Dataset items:
━━━━━━━━━━━━━━━━━━━━━━━━━━━━━━
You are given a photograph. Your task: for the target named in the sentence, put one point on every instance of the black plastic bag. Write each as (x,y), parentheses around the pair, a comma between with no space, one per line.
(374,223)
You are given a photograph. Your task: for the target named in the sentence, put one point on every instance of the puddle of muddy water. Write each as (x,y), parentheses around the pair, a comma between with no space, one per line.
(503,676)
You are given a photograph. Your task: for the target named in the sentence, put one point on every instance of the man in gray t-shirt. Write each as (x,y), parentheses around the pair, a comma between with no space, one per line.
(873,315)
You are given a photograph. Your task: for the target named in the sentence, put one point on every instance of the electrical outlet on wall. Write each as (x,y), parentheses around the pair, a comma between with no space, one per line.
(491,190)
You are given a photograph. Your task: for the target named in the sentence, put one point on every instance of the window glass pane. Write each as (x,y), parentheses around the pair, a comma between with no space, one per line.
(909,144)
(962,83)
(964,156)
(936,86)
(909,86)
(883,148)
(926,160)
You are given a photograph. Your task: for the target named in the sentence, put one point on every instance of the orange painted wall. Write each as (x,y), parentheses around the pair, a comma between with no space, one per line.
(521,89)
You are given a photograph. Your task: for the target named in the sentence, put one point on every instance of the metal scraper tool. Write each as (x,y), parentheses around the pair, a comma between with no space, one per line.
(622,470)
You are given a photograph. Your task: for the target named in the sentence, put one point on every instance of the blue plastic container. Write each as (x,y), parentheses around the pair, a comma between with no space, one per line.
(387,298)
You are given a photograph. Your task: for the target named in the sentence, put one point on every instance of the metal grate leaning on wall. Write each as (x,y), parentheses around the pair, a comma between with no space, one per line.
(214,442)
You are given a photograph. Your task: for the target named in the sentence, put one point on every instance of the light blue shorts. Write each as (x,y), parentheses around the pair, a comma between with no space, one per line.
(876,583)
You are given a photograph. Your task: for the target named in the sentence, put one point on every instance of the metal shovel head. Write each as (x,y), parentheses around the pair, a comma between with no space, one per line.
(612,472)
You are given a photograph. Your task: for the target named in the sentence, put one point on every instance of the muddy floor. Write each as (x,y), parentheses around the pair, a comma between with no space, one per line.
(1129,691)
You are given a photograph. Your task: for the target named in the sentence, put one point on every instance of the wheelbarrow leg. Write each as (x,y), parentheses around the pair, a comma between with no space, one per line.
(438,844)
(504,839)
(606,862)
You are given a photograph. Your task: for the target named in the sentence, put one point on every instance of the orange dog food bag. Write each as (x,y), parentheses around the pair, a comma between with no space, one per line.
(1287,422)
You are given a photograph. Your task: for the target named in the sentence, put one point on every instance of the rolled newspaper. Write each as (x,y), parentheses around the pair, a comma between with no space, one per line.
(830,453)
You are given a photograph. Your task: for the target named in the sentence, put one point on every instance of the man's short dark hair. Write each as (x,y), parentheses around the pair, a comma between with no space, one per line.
━━━━━━━━━━━━━━━━━━━━━━━━━━━━━━
Given problem: Repeat the records exactly, including every line.

In response:
You are given a photograph. Your task: for the target named in the sentence, put one point on every instance of the black plastic bag. Write each as (x,y), parentheses around the pair, a comma between with no space, one per line.
(374,223)
You are given a photograph. Your task: for the target named in the sentence, put one point on every instance of the puddle of muddy water. Write each as (x,y), parentheses around the pair, a comma between with no space, one per line.
(503,676)
You are given a photograph. Your task: for the target named in the sentence, put one point on every instance of the man in gray t-shirt. Write each as (x,y), parentheses around the pair, a comma between with no space, one per line.
(873,315)
You are given a photograph. Your task: for the target named in the sentence, put one point on every instance of the electrical outlet on wall. Write each as (x,y), parentheses around the pair, a comma between with no space, one per line.
(491,190)
You are given a photograph. Your task: for the target named in the sentence, put one point on every instance of the window glass pane. Write each as (x,y), parentheses around the pair, a comma between with no space, one per line.
(909,144)
(962,83)
(964,156)
(936,86)
(909,86)
(883,148)
(926,160)
You are given a photograph. Your task: for the target named in the sentence, put one point on every instance of the orange painted wall. Write each as (x,y), parentheses around the pair, a comma between with no space, one per line.
(521,89)
You are given a photograph. Your task: for the target named in the sentence, put one point on every instance of the metal scraper tool. Write each as (x,y), parentheses around the pair, a comma between with no space, one per line.
(622,470)
You are given a photograph. Your task: for the target named in the sentence, put one point on every instance of the blue plastic container. Write each as (x,y), parentheses around the pair, a comma between with no space, one per line.
(387,298)
You are given a photograph. Your task: for the target named in the sentence, put one point on every instance of the metal grate leaning on wall. Write each as (x,y), parentheses around the pair, a comma between with no space, one per line.
(214,442)
You are given a photograph. Your task: for the target named in the sentence, put one point on every instance of the light blue shorts. Write each as (x,y), parentheses around the pair, a comma between with no space, one per line.
(876,583)
You are given a photograph. Your task: for the target named in the sentence, put one point on every instance of the metal shovel head. Write each as (x,y), parentheses around the pair, a comma between with no space, one per line.
(612,472)
You are given a photograph. Your task: for the target named in the sentence, put one point on every instance of the muddy floor. Write each as (x,y), parentheses around the pair, a comma between with no space, one per line.
(1129,691)
You are given a photograph. Your task: for the target named in the sentence, put one point on every instance of the wheelbarrow leg. Write each as (x,y), parentheses around the pair, a comma between with no space, one per line.
(438,844)
(504,839)
(606,862)
You are given a photograph. Your task: for the target named in the sentence, put one point on every instance of the orange dog food bag. Write each as (x,y), parentheses around the pair, a comma between with no space, one per line.
(1287,422)
You are given a photograph. Your task: for the target named in the sentence, put one point on every instance of the rolled newspaper. Write each as (x,y), parentheses around the pair, a comma between with no space, one per line.
(830,453)
You are given a photograph. Your task: for the target named in the sentence, put one point on every instance of the man's short dark hair. Write each as (x,y), parentheses around the pair, a comma between with no space, one per line.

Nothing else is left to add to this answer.